Task to carry out: Copy down every line of the material below without changing anything.

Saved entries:
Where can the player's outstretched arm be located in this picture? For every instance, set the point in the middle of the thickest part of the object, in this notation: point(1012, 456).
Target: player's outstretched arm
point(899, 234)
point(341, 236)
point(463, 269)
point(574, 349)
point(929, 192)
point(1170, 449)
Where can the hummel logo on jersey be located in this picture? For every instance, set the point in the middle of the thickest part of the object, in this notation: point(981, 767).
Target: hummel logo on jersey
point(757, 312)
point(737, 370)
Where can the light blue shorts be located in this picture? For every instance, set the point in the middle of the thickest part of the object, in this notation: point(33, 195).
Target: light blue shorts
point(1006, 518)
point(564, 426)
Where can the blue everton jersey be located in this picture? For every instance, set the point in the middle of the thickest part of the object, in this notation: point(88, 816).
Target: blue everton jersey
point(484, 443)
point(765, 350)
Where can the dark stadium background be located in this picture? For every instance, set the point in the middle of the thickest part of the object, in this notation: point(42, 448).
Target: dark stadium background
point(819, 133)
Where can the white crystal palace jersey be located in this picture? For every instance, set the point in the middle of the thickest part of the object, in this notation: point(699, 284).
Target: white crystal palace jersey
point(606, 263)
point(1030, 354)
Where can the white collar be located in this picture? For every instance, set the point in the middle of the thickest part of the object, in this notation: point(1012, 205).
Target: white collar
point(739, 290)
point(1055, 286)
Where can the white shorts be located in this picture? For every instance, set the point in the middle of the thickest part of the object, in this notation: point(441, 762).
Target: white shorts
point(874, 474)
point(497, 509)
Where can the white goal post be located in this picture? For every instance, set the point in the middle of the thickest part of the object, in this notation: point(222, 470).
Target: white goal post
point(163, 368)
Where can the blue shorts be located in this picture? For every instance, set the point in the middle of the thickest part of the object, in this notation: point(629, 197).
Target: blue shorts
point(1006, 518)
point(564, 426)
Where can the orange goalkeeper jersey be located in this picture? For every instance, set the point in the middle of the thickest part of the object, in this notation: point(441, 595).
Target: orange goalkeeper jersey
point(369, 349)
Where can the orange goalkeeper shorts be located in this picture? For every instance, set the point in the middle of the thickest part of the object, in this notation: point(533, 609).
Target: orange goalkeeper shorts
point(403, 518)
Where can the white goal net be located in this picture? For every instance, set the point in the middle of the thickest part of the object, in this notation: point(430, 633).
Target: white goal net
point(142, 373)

Complete output:
Where can the player's outstretched arm be located in this picture? For every instance, set the point in the middle of the thickest part of the object, in this notation: point(1012, 456).
Target: player's outstretched arm
point(899, 234)
point(341, 236)
point(463, 269)
point(574, 349)
point(929, 192)
point(1170, 449)
Where can the hummel logo on jersey be located in this picture? For every instance, set the point in the middle of the thickest part of the object, in this notation: point(981, 767).
Target: hummel logo on jersey
point(757, 312)
point(737, 370)
Where can the light blue shorts be located in this picture? For every instance, set the point in the middle of the thickest part of the object, in this notation: point(33, 195).
Target: light blue shorts
point(1006, 518)
point(564, 426)
Where can the blue everton jersey be located in this picture? For every instance, set the point in the middle of the thickest part of the object, in this notation: point(88, 816).
Target: blue everton jersey
point(484, 443)
point(765, 350)
Where can the dark stadium background be located in this picture? For every instance, set the point in the middle of the thickest part of the object, in this notation: point(42, 448).
Target: dark stadium background
point(819, 133)
Where can the white crystal palace jersey be located in this picture? For every instance, set the point in the middle of the thickest part of the object, in this notation: point(699, 284).
Target: white crystal palace jersey
point(606, 263)
point(1030, 354)
Where can the white collar be located in this picture? For every instance, set the point in the middle of the thickest part of the object, in this notation: point(1012, 205).
Target: white collar
point(739, 290)
point(1055, 286)
Where can the white shorts be located in this picture? For every instance, set the point in the middle of the thickest part of the object, in this notation: point(441, 762).
Target: white shorts
point(874, 474)
point(497, 509)
Where can the white goal post be located in this picture? For every instance, set the point in the middle of the thickest part of the object, in this notation: point(222, 470).
Target: white goal post
point(163, 368)
Where can the blue shorts be located in this picture? For every instance, set the point in the middle of the thickest part of the object, in this notation: point(629, 197).
Target: blue shorts
point(1006, 518)
point(564, 426)
Where can the orange goalkeeper jersey be located in this picture? For every instance, set the point in the middle of the thickest part of the object, in this notation: point(441, 595).
Target: orange goalkeeper jersey
point(369, 349)
Where can the orange goalkeeper shorts be located in this picture? For every instance, set the point in the middle of the thickest part of the object, in this notation: point(533, 609).
Target: orange goalkeeper shorts
point(403, 518)
Where can the white goal net be located in this picture? For every instance, set the point in the middle of the thickest part of the object, in this notation: point(430, 633).
Target: white goal net
point(142, 373)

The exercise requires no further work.